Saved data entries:
§ §

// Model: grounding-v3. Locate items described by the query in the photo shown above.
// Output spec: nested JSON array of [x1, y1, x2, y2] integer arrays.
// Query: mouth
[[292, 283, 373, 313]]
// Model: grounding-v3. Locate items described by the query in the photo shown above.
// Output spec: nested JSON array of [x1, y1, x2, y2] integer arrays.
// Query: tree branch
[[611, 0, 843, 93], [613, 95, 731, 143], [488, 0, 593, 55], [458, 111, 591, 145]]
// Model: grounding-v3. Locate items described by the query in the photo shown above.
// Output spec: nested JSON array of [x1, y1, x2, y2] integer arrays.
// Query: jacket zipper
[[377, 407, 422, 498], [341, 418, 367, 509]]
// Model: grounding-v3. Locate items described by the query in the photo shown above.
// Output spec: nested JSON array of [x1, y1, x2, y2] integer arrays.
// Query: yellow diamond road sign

§ §

WHAT IS REQUIRED:
Exactly as shown, give every record again.

RESULT OF THE EXERCISE:
// Model: grounding-v3. Locate items described by the query in the photo shown above.
// Output spec: nested JSON array of [x1, y1, x2, y2] integer arrays.
// Query: mouth
[[292, 283, 373, 313]]
// Model: grounding-v3. Locate items described by the query in the photo shown above.
// Output spec: nested JSON array of [x1, y1, x2, y2] integer arrays.
// Query: tree branch
[[611, 0, 843, 93], [613, 95, 731, 143], [488, 0, 593, 55], [458, 111, 591, 145]]
// Model: grounding-v3. Locate items described by the query in the photo shown above.
// Output spec: nested JSON array of [x1, y1, x2, y2] integer arrays.
// Query: jacket zipper
[[377, 407, 422, 498], [341, 418, 367, 509]]
// Model: grounding-v3. Locate items described by the query in the photo shown above.
// Output spec: nested JSON array of [x1, y1, x2, y2] integer arrays.
// Query: yellow diamond road sign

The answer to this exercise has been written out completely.